* _What you need to do_:
1. Please recast the paragraph beginning "\"Pert\" - as defined" from the thread about naming the Excel guy as a short list that keeps its source and every meaning it gives.
2. Extend the thread about naming the Excel guy past its final line.

* _Selected excerpt_:
What say we call him "MrExcel"!

Or, MrExcel II, affectionately known as "Junior" or "Jr." for short....?


----------



## Duane

OR,

We could call him "Cody" (as in "likes to write code").

"Cody the Excel guy"....it has appeal!


----------



## klb

Axel

or

Alexis

for all the Excel Gals!


----------



## Anne Troy

Yeah, Bill. What about that? Does it HAVE to be the XL GUY?? Can't it be the XL GIRL??


----------



## Tom Urtis

How about "X-Pert" or "Ex-pert", which has a number of positive & relevant connotations when parsed.  To make my case:

"X" - relevant to the shape of the logo.

"Pert" - as defined by my Random House unabridged dictionary: "boldly forward in speech or behavior; chic and stylish; lively; spritely; clever".

"Expert" - a complimentary adjective, especially relevant in that so many MrExcel board regulars could qualify as Excel experts in my opinion.

Also, "X-Pert" is not gender specific, so it could refer to a male or female.

So, any opinions from the gallery?


----------



## RichardS

Alternative definition of Expert.
X is an unknown quantity, a spurt is a drip under pressure.


----------



## Legacy 5624

> On 2002-07-07 19:25, Dreamboat wrote:
> Yeah, Bill. What about that? Does it HAVE to be the XL GUY?? Can't it be the XL GIRL??

* _Provided material_:

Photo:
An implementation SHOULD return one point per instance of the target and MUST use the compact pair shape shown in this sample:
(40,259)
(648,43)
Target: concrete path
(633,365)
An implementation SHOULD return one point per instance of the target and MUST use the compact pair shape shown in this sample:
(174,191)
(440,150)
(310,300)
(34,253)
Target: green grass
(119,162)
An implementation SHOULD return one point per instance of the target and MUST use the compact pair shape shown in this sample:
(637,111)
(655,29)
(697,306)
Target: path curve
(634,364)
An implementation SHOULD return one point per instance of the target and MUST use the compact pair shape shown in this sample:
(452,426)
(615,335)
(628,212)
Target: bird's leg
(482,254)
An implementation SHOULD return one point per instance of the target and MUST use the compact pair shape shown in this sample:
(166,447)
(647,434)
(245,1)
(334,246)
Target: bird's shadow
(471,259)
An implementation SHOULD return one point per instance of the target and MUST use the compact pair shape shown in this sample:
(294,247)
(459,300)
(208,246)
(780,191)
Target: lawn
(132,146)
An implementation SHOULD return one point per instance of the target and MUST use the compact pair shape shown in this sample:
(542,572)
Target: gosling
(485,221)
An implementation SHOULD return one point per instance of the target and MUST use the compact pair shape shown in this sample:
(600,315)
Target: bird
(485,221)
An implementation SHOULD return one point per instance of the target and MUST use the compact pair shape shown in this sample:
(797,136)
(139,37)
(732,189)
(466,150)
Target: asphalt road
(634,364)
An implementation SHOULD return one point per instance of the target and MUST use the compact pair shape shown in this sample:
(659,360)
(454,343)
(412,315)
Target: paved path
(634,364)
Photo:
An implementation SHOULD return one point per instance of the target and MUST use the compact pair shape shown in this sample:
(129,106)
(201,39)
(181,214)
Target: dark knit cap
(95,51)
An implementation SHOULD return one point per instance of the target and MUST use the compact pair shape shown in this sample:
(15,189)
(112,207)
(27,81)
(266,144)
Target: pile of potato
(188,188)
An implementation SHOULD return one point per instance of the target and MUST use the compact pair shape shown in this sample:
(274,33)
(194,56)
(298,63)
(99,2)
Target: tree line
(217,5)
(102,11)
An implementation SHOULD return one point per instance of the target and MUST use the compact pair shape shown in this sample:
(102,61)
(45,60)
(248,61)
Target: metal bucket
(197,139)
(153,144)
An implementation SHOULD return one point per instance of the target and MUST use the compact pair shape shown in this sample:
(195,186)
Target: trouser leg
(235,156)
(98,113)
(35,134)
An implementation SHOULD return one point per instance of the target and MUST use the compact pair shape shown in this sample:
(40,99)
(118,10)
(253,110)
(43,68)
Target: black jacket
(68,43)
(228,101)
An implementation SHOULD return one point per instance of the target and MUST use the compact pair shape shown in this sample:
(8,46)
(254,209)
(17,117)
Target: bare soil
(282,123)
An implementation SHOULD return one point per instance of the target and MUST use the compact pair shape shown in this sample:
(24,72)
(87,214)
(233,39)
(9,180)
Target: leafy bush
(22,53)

* _Written responses_:
1.
"Pert," per the Random House unabridged dictionary:
- boldly forward in speech or behavior
- chic and stylish
- lively
- spritely
- clever

2.
Better make that XL PERSON.


----------



## Legacy 5624

What about simply BJ ?

(Short for you know what.)


----------



## G. Marx

I rather like the name Little Willy.

I'm sure it wouldn't be long before lots of people got to know about Bill Jelen's Little Willy.


----------



## MrExcel

> On 2002-07-08 01:09, G. Marx wrote:
> I rather like the name Little Willy.
> 
> I'm sure it wouldn't be long before lots of people got to know about Bill Jelen's Little Willy.


Based on the 50 junk e-mails in my inbox each morning, I would say the word is already out about this!

ROFLOL!


----------



## Barrie Davidson

> On 2002-07-08 05:42, MrExcel wrote:
> Based on the 50 junk e-mails in my inbox each morning, I would say the word is already out about this!
> 
> ROFLOL!



That's the spirit!!  Nothing I like better than a person who can laugh at themselves (and, yes, I count myself in that group). 

PS - Board's getting better & better, keep up your great work.

BD


----------



## Tom Urtis

OK, two more, they are my idea if people like them and my girlfriend's idea if people don't:

"Speedy"

"Xavier"

I wonder if this is what some couples go through when trying to name a new baby.  Maybe at least we're providing a social service with this thread.
_________________
Tom Urtis
This message was edited by  Tom Urtis on 2002-07-08 07:25


----------



## AJ

How about "Dim X" .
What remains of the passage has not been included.